-- BEGIN DATA LINES --

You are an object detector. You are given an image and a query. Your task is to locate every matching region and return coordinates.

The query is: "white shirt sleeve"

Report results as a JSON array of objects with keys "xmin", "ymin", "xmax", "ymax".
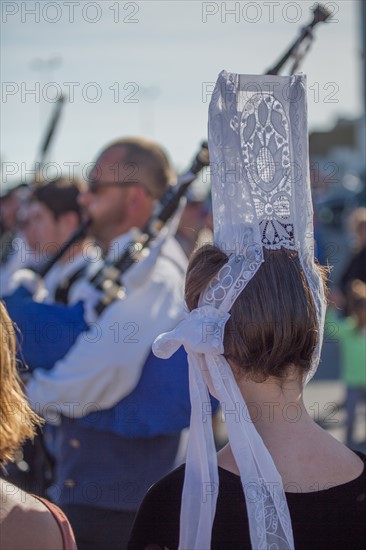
[{"xmin": 27, "ymin": 250, "xmax": 183, "ymax": 421}]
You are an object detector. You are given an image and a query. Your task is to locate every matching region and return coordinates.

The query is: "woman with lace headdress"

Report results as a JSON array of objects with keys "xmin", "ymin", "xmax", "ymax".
[
  {"xmin": 0, "ymin": 302, "xmax": 76, "ymax": 550},
  {"xmin": 128, "ymin": 71, "xmax": 366, "ymax": 550}
]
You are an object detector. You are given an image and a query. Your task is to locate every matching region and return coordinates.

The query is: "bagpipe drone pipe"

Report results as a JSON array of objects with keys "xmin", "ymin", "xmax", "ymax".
[
  {"xmin": 4, "ymin": 5, "xmax": 331, "ymax": 437},
  {"xmin": 4, "ymin": 143, "xmax": 212, "ymax": 437}
]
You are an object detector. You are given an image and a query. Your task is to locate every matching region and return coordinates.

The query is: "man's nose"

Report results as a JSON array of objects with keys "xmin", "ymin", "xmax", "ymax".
[{"xmin": 78, "ymin": 189, "xmax": 91, "ymax": 207}]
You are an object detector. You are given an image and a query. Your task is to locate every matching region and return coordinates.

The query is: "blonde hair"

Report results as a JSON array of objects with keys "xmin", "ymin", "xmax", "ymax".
[{"xmin": 0, "ymin": 302, "xmax": 43, "ymax": 464}]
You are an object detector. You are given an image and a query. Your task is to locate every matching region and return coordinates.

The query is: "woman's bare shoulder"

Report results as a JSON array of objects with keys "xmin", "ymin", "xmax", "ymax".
[{"xmin": 0, "ymin": 480, "xmax": 64, "ymax": 550}]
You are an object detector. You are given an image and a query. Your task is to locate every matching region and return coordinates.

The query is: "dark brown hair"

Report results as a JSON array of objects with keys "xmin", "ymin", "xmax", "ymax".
[
  {"xmin": 30, "ymin": 178, "xmax": 84, "ymax": 224},
  {"xmin": 102, "ymin": 137, "xmax": 174, "ymax": 198},
  {"xmin": 185, "ymin": 245, "xmax": 324, "ymax": 382}
]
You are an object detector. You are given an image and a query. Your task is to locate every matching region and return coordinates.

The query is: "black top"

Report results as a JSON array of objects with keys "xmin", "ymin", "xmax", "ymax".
[{"xmin": 128, "ymin": 453, "xmax": 366, "ymax": 550}]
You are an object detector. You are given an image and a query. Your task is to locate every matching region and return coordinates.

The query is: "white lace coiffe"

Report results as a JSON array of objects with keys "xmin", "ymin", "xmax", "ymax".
[{"xmin": 153, "ymin": 71, "xmax": 325, "ymax": 550}]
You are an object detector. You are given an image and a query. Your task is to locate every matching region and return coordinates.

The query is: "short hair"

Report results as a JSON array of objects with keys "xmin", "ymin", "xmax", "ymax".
[
  {"xmin": 185, "ymin": 245, "xmax": 326, "ymax": 382},
  {"xmin": 100, "ymin": 137, "xmax": 174, "ymax": 198},
  {"xmin": 30, "ymin": 178, "xmax": 86, "ymax": 221},
  {"xmin": 0, "ymin": 302, "xmax": 43, "ymax": 464}
]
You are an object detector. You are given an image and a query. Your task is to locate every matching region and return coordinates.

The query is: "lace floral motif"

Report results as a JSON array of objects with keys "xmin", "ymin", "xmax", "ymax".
[{"xmin": 158, "ymin": 71, "xmax": 325, "ymax": 550}]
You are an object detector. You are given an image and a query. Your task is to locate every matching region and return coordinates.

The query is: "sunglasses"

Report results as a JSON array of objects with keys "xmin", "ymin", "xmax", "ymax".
[{"xmin": 88, "ymin": 180, "xmax": 141, "ymax": 193}]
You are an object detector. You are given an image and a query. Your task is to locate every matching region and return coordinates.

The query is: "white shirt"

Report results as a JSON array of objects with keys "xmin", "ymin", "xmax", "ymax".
[{"xmin": 27, "ymin": 235, "xmax": 187, "ymax": 422}]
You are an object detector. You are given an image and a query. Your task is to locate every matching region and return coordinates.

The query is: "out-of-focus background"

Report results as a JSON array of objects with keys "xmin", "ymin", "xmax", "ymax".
[{"xmin": 0, "ymin": 0, "xmax": 366, "ymax": 446}]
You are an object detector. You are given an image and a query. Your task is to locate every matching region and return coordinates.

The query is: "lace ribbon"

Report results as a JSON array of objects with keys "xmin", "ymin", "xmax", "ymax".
[{"xmin": 153, "ymin": 306, "xmax": 294, "ymax": 550}]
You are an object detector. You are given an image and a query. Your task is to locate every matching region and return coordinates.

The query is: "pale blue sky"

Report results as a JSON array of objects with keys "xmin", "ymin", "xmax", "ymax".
[{"xmin": 1, "ymin": 0, "xmax": 362, "ymax": 187}]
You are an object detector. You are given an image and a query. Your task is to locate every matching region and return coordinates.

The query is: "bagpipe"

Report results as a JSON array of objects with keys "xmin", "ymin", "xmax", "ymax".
[{"xmin": 4, "ymin": 142, "xmax": 209, "ymax": 437}]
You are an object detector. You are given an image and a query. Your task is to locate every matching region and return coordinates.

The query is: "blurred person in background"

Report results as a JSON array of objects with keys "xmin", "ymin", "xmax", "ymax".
[
  {"xmin": 0, "ymin": 184, "xmax": 29, "ymax": 296},
  {"xmin": 10, "ymin": 178, "xmax": 98, "ymax": 304},
  {"xmin": 27, "ymin": 138, "xmax": 189, "ymax": 550},
  {"xmin": 338, "ymin": 207, "xmax": 366, "ymax": 314},
  {"xmin": 1, "ymin": 178, "xmax": 97, "ymax": 496},
  {"xmin": 326, "ymin": 280, "xmax": 366, "ymax": 448}
]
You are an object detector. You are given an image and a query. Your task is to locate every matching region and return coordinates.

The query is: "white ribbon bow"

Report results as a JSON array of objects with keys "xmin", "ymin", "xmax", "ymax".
[{"xmin": 152, "ymin": 306, "xmax": 230, "ymax": 359}]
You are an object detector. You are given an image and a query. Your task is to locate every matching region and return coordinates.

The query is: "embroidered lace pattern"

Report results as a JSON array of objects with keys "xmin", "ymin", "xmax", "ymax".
[{"xmin": 154, "ymin": 71, "xmax": 325, "ymax": 550}]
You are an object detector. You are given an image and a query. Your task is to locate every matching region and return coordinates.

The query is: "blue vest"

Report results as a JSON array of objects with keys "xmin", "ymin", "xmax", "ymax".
[{"xmin": 5, "ymin": 287, "xmax": 191, "ymax": 437}]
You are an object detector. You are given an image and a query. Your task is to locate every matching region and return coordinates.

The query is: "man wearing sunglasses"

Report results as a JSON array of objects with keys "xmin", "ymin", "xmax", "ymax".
[{"xmin": 27, "ymin": 138, "xmax": 186, "ymax": 550}]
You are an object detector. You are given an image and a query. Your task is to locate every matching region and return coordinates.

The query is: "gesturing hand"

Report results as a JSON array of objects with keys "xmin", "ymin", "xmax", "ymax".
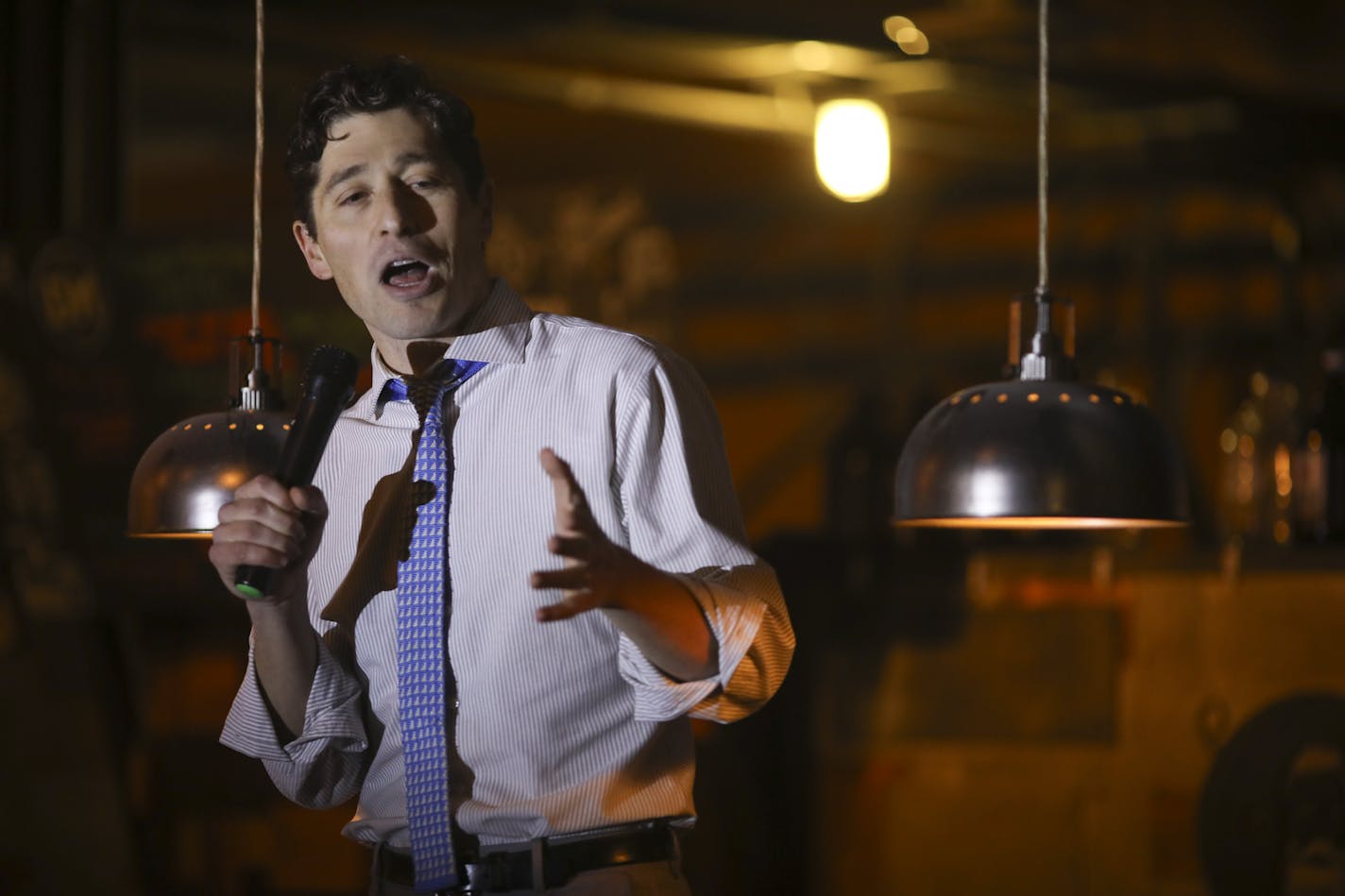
[
  {"xmin": 531, "ymin": 448, "xmax": 662, "ymax": 621},
  {"xmin": 531, "ymin": 448, "xmax": 718, "ymax": 681}
]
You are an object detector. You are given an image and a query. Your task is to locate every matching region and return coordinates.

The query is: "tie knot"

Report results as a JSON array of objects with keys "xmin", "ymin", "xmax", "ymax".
[{"xmin": 383, "ymin": 358, "xmax": 485, "ymax": 424}]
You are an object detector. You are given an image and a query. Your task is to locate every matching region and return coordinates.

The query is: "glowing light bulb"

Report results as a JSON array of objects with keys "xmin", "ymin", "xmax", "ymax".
[{"xmin": 812, "ymin": 99, "xmax": 892, "ymax": 202}]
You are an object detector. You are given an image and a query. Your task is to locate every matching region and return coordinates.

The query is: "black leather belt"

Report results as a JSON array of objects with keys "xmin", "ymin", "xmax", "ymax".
[{"xmin": 380, "ymin": 820, "xmax": 682, "ymax": 893}]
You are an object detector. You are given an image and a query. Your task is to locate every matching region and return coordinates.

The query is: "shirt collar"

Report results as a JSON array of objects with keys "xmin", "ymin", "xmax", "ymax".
[{"xmin": 347, "ymin": 278, "xmax": 533, "ymax": 422}]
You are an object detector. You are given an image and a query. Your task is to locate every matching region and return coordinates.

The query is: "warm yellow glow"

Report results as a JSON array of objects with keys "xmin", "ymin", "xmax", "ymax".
[
  {"xmin": 895, "ymin": 516, "xmax": 1186, "ymax": 529},
  {"xmin": 894, "ymin": 28, "xmax": 929, "ymax": 57},
  {"xmin": 882, "ymin": 16, "xmax": 916, "ymax": 43},
  {"xmin": 812, "ymin": 99, "xmax": 892, "ymax": 202},
  {"xmin": 1274, "ymin": 443, "xmax": 1294, "ymax": 498},
  {"xmin": 791, "ymin": 41, "xmax": 835, "ymax": 72},
  {"xmin": 127, "ymin": 532, "xmax": 213, "ymax": 541}
]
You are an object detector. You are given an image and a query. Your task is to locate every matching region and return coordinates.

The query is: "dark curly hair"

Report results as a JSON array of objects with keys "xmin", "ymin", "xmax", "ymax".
[{"xmin": 285, "ymin": 57, "xmax": 485, "ymax": 235}]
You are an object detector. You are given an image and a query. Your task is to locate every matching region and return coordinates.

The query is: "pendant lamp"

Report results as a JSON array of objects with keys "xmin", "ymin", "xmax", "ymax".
[
  {"xmin": 127, "ymin": 0, "xmax": 289, "ymax": 538},
  {"xmin": 894, "ymin": 0, "xmax": 1190, "ymax": 529}
]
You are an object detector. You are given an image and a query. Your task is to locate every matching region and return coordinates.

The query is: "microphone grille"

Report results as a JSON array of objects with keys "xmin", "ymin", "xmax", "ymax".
[{"xmin": 304, "ymin": 346, "xmax": 359, "ymax": 385}]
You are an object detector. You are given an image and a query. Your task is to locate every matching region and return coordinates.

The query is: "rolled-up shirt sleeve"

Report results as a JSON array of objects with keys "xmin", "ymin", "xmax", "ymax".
[
  {"xmin": 616, "ymin": 341, "xmax": 795, "ymax": 722},
  {"xmin": 219, "ymin": 637, "xmax": 368, "ymax": 808}
]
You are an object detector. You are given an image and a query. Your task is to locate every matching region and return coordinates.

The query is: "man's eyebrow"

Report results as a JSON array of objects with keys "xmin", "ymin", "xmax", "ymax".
[
  {"xmin": 323, "ymin": 162, "xmax": 365, "ymax": 195},
  {"xmin": 397, "ymin": 151, "xmax": 438, "ymax": 168}
]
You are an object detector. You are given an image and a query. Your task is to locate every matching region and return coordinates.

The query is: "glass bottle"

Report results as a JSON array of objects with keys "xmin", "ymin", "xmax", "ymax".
[{"xmin": 1292, "ymin": 346, "xmax": 1345, "ymax": 544}]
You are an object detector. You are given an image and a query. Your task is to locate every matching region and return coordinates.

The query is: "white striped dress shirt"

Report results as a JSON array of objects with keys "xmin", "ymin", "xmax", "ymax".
[{"xmin": 221, "ymin": 279, "xmax": 793, "ymax": 848}]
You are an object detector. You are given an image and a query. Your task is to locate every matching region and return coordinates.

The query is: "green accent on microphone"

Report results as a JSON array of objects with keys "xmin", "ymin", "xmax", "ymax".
[{"xmin": 234, "ymin": 583, "xmax": 266, "ymax": 600}]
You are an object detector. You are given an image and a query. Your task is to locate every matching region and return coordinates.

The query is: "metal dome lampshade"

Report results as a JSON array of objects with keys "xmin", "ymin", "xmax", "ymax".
[
  {"xmin": 127, "ymin": 332, "xmax": 291, "ymax": 538},
  {"xmin": 894, "ymin": 0, "xmax": 1190, "ymax": 529},
  {"xmin": 127, "ymin": 0, "xmax": 289, "ymax": 538},
  {"xmin": 895, "ymin": 287, "xmax": 1190, "ymax": 529}
]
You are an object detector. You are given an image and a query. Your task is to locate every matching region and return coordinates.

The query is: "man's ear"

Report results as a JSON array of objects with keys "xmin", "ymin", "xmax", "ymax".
[
  {"xmin": 476, "ymin": 178, "xmax": 495, "ymax": 240},
  {"xmin": 293, "ymin": 221, "xmax": 332, "ymax": 279}
]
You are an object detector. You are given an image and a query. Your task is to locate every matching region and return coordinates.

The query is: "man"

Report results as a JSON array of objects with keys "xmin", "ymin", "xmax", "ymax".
[{"xmin": 210, "ymin": 59, "xmax": 793, "ymax": 895}]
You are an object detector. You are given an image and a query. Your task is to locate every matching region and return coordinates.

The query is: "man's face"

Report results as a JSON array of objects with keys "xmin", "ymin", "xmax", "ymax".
[{"xmin": 295, "ymin": 109, "xmax": 491, "ymax": 373}]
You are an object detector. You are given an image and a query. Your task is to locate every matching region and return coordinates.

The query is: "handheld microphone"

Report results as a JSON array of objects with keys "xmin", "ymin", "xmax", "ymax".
[{"xmin": 234, "ymin": 346, "xmax": 359, "ymax": 600}]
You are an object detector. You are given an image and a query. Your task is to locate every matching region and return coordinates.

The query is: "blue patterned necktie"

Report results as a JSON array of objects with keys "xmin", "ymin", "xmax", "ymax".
[{"xmin": 387, "ymin": 359, "xmax": 485, "ymax": 892}]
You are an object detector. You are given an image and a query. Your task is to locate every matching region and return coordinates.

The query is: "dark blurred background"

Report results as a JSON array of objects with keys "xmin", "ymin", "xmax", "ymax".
[{"xmin": 0, "ymin": 0, "xmax": 1345, "ymax": 896}]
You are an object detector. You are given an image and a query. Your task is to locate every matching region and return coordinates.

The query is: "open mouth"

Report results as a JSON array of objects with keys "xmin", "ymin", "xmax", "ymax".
[{"xmin": 381, "ymin": 259, "xmax": 429, "ymax": 287}]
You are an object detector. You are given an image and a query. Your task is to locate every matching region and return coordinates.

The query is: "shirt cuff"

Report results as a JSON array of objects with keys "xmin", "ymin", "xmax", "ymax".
[
  {"xmin": 219, "ymin": 627, "xmax": 367, "ymax": 762},
  {"xmin": 620, "ymin": 573, "xmax": 765, "ymax": 721}
]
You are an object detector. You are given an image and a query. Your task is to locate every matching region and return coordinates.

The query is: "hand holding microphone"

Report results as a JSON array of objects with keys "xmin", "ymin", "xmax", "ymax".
[{"xmin": 210, "ymin": 346, "xmax": 358, "ymax": 600}]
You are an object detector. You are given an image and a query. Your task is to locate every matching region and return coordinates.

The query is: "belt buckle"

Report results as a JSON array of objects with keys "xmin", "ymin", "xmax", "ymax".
[{"xmin": 459, "ymin": 853, "xmax": 505, "ymax": 896}]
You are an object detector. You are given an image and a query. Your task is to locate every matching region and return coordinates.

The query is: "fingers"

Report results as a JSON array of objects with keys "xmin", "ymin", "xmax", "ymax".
[
  {"xmin": 530, "ymin": 566, "xmax": 590, "ymax": 591},
  {"xmin": 210, "ymin": 476, "xmax": 327, "ymax": 593},
  {"xmin": 536, "ymin": 592, "xmax": 597, "ymax": 623},
  {"xmin": 536, "ymin": 448, "xmax": 593, "ymax": 533}
]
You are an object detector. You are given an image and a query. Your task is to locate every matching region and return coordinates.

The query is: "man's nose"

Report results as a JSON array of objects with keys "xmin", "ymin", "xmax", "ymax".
[{"xmin": 380, "ymin": 178, "xmax": 425, "ymax": 234}]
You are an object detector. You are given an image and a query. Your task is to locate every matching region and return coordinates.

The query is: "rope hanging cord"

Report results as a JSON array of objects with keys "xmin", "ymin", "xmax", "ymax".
[{"xmin": 250, "ymin": 0, "xmax": 265, "ymax": 338}]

-- END DATA LINES --

Count the lines in the rows above that include the word "blurred". Reply with the number alone.

◆ SOLUTION BELOW ◆
2